[How to complete this task]:
All lines from the one containing "Target: green tunic" to the end of the entries below must be output exactly, and no other lines.

[Dataset entries]
####

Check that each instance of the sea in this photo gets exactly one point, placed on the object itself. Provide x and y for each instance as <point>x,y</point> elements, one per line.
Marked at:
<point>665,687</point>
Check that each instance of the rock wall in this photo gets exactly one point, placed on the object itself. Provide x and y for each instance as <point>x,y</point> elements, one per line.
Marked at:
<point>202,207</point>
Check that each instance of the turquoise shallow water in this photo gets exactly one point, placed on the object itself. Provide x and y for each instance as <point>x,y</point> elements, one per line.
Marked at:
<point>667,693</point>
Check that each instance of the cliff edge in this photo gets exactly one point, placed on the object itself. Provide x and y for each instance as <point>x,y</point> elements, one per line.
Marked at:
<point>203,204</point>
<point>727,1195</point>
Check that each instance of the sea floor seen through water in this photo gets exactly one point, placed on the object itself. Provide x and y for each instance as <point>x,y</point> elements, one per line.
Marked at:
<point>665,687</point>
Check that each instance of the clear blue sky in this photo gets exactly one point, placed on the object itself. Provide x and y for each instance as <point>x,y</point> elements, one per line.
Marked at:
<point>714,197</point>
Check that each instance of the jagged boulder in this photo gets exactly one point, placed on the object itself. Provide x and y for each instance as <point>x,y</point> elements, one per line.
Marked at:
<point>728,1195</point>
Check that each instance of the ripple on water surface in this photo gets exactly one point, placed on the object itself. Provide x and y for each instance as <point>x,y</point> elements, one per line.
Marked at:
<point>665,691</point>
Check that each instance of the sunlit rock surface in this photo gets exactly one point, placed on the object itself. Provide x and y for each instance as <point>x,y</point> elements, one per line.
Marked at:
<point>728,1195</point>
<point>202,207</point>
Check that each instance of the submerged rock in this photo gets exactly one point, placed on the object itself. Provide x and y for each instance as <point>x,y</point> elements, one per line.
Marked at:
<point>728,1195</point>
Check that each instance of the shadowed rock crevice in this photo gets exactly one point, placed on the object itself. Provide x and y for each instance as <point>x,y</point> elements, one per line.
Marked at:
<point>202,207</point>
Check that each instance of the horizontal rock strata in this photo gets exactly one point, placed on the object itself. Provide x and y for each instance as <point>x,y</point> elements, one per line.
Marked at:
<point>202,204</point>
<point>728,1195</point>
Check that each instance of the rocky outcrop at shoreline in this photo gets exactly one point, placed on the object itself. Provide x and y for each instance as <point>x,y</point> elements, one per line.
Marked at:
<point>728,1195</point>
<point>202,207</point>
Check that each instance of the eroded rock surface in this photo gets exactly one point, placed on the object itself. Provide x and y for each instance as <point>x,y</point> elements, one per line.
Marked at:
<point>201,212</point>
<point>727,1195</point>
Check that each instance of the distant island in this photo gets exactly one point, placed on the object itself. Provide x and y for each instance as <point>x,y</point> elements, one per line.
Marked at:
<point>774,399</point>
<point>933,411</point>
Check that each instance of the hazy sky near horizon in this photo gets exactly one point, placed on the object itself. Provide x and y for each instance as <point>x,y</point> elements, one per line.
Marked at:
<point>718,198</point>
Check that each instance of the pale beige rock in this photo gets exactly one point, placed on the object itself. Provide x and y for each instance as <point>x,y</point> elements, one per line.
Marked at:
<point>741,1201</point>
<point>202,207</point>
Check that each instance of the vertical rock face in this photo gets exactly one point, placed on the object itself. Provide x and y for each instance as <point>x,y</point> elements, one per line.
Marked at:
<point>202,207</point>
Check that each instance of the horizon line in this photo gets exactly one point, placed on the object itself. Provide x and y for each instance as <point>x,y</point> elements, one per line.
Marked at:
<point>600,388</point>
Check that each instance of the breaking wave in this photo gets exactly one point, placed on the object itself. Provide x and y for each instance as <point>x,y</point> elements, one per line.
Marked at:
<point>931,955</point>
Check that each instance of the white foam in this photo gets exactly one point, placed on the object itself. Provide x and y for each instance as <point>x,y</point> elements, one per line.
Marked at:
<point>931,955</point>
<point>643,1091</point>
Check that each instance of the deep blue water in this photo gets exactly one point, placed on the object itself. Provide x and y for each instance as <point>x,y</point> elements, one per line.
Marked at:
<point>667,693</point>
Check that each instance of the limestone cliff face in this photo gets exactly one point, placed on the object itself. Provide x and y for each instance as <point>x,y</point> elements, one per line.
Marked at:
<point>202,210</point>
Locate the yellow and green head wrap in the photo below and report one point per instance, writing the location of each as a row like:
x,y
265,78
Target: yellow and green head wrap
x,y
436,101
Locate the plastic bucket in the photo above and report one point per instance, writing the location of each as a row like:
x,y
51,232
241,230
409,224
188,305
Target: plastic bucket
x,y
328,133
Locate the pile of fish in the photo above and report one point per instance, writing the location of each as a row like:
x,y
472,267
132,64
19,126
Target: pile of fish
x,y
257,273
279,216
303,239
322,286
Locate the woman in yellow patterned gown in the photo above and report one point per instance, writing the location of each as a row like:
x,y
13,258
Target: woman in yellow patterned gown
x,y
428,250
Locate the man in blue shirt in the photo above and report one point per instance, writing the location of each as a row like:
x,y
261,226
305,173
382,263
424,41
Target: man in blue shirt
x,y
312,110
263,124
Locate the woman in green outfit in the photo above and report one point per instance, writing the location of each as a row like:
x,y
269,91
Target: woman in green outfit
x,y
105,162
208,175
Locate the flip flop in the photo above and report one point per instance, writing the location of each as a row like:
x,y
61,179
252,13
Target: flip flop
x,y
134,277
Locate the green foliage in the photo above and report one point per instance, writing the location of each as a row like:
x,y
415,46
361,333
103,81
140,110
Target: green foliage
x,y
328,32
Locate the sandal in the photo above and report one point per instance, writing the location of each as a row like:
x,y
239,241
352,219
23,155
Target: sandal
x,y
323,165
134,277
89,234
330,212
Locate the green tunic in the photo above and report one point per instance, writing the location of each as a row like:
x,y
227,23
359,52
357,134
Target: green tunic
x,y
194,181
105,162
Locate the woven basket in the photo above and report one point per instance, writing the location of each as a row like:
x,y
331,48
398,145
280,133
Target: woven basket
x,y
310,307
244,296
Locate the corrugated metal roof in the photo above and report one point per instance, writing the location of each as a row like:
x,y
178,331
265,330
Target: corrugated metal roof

####

[Output for this task]:
Target: green tunic
x,y
194,181
105,162
Locate the woven basket in the photo above and report one point per instance, writing the location of each as a row like:
x,y
331,48
398,145
280,133
Target: woven basket
x,y
310,307
244,296
Locate the corrugated metal roof in the photo above and report one point per instance, writing the location of each as a row like:
x,y
178,331
265,330
Target: corrugated metal roof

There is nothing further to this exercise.